_Things to do:_
**1.** In the opinion piece on Khashoggi and Malta, where was Khashoggi lured before he was murdered?
**2.** Resume the opinion piece on Khashoggi and Malta's Labour government from the point where it stops.

Washington Post journalist Jamal Khashoggi was lured to the Saudi consulate in Istanbul where he was brutally murdered and dismembered for his critical reports about the crown prince. It’s widely believed that Salman ordered the murder, although no evidence linking the crown prince to the murder has been uncovered.

Khashoggi’s violent end may look a world away from our reality. Saudi Arabia might not be Malta. But we have witnessed the horrific dismemberment of a journalist who reported on Labour’s worst excesses, who boldly uncovered the industrial-scale corruption at Labour’s heart. She met the same end. 

A public inquiry found that Muscat’s Labour government created the environment that led to the collapse of the rule of law that enabled those intent on eliminating her to execute their plans.

Malta isn’t Putin’s Russia. But the systematic vilification of government critics and adversaries is similarly dangerous and irresponsible- Kevin Cassar

That inquiry found that she had been relentlessly vilified and persecuted by Labour and its leadership.

Labour still desecrates her memory. Abela publicly heaped scorn on the members of the public inquiry board. He obstinately refuses to implement any of its recommendations.  He’s resisted introducing the necessary safeguards for journalists that would ensure that those in power are held accountable through adequate access to information.

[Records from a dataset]
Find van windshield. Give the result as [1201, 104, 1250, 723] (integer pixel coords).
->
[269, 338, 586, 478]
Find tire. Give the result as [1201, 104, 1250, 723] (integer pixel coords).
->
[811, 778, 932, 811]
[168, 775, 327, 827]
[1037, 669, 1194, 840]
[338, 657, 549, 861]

_Results:_
**1.** The Saudi consulate in Istanbul.

**2.**
Now he’s taken a step further. As his support among his cabinet members, his own MPs and the public wanes, Abela is becoming increasingly frantic.

His rhetoric is more vicious, more hostile, more antagonistic. His actions expose his fragility, his insecurity. He’s now resorting to smearing Borg. He’s ordering punitive prosecution of Azzopardi on the flimsiest of pretexts.

Abela’s abhorrent tactics are no different from those of autocrats around the world.  Alexei Navalny was imprisoned, poisoned and then murdered for exposing Putin’s corruption. Mikhail Khodorkovsky, another Kremlin critic, was arrested on trumped-up charges of fraud and tax evasion. His assets were seized and his company broken up. 

Boris Berezovsky, who dared criticise Putin, was mysteriously found dead in his flat near London. Wagner boss Yevgeny Prigozhin was blown up in a plane for challenging Putin. Anna Politkovskaya was shot dead in the elevator of her own apartment for her journalistic work.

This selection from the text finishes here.